Directive ▸
Gather every line in the rows below that contains the string "leaf" and copy each one in full.

━━━

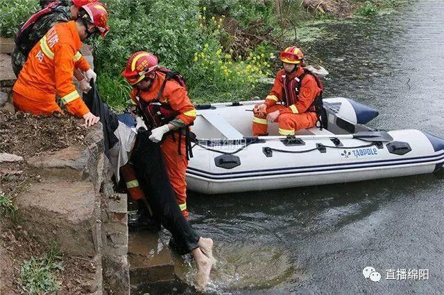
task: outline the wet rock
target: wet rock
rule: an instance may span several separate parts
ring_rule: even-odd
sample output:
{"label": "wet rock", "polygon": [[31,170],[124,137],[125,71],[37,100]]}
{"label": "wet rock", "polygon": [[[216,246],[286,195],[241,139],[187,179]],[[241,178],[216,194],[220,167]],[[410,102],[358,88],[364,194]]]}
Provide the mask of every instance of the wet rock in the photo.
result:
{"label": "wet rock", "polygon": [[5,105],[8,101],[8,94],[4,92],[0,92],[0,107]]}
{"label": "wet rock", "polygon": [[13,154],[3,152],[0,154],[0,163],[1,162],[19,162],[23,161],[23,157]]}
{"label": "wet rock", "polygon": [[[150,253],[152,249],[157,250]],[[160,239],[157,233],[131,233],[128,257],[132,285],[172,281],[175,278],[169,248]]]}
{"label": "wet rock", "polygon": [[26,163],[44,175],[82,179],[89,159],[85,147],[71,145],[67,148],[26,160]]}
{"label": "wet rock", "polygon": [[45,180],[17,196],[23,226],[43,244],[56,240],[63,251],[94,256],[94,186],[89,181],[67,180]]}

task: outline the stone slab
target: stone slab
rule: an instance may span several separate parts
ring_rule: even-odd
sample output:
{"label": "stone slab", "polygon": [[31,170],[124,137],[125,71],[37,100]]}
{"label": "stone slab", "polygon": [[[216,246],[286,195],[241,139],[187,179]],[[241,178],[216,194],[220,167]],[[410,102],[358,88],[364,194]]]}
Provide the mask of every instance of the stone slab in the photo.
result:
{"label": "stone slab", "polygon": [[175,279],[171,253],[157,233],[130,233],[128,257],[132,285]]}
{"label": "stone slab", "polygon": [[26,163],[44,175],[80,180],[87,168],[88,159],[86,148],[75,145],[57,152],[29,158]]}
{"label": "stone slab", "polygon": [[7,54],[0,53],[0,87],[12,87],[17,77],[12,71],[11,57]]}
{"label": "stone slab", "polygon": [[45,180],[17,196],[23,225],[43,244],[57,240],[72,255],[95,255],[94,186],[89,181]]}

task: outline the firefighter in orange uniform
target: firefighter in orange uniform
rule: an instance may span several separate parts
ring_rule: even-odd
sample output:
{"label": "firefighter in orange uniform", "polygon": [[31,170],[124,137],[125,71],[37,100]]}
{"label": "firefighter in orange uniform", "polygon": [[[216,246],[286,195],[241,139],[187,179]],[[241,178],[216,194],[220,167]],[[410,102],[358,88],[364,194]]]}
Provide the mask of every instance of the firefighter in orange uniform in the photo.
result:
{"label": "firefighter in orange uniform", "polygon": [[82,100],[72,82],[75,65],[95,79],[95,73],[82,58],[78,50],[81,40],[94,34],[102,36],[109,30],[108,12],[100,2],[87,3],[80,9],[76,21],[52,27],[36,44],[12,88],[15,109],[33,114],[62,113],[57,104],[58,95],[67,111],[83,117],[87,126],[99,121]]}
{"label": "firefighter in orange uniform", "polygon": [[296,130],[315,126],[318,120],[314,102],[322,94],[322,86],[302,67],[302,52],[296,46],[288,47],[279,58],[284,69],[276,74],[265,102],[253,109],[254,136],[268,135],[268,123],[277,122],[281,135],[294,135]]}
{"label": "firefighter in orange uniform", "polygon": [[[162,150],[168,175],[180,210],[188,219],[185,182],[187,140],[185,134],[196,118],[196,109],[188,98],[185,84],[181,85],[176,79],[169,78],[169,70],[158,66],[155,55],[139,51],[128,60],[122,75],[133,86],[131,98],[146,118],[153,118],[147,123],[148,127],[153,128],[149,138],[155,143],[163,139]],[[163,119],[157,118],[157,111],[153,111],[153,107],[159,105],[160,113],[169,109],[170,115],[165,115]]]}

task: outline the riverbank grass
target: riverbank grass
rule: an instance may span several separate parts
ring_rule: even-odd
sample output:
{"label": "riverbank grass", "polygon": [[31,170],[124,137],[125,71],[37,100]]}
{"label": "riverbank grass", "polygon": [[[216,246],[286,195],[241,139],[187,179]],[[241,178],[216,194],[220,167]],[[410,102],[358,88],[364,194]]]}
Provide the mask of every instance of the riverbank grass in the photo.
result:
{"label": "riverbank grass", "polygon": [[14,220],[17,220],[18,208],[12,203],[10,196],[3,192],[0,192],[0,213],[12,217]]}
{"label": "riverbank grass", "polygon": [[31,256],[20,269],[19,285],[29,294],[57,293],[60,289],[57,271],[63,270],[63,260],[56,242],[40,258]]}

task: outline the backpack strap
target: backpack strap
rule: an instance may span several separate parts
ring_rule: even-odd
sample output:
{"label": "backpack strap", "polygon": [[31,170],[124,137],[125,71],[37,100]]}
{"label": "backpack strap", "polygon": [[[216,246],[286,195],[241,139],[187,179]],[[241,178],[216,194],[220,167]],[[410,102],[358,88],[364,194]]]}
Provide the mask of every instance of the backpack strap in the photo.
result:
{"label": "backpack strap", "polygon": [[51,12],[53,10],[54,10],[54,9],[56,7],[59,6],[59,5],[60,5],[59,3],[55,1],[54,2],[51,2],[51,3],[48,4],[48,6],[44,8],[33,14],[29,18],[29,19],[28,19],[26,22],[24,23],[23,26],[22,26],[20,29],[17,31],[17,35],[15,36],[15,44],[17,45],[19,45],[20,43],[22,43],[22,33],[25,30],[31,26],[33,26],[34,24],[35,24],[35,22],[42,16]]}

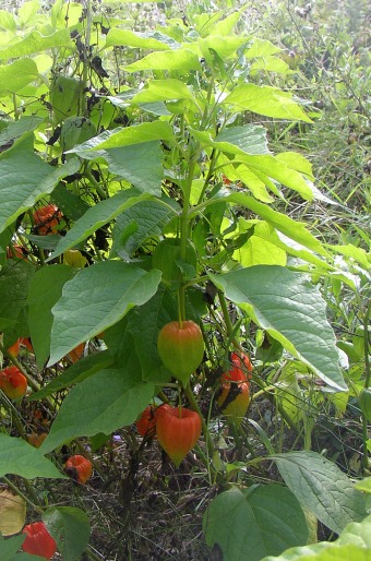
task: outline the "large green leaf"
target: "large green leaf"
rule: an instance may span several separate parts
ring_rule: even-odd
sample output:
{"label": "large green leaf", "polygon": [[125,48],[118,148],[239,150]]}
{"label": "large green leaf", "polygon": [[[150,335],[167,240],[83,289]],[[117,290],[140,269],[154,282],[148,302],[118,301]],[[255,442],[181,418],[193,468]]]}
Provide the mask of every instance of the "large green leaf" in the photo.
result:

━━━

Solution to this exercise ▸
task: outline the "large green leaf"
target: "large green leaf"
{"label": "large green leaf", "polygon": [[125,48],[118,148],[239,150]]}
{"label": "large green leaf", "polygon": [[[150,335],[167,240],[83,289]],[[117,290],[140,269],[154,282],[148,302],[118,301]],[[255,442],[181,418],[193,468]]]}
Provide the mask of every instance of the "large green leaf" in the photo.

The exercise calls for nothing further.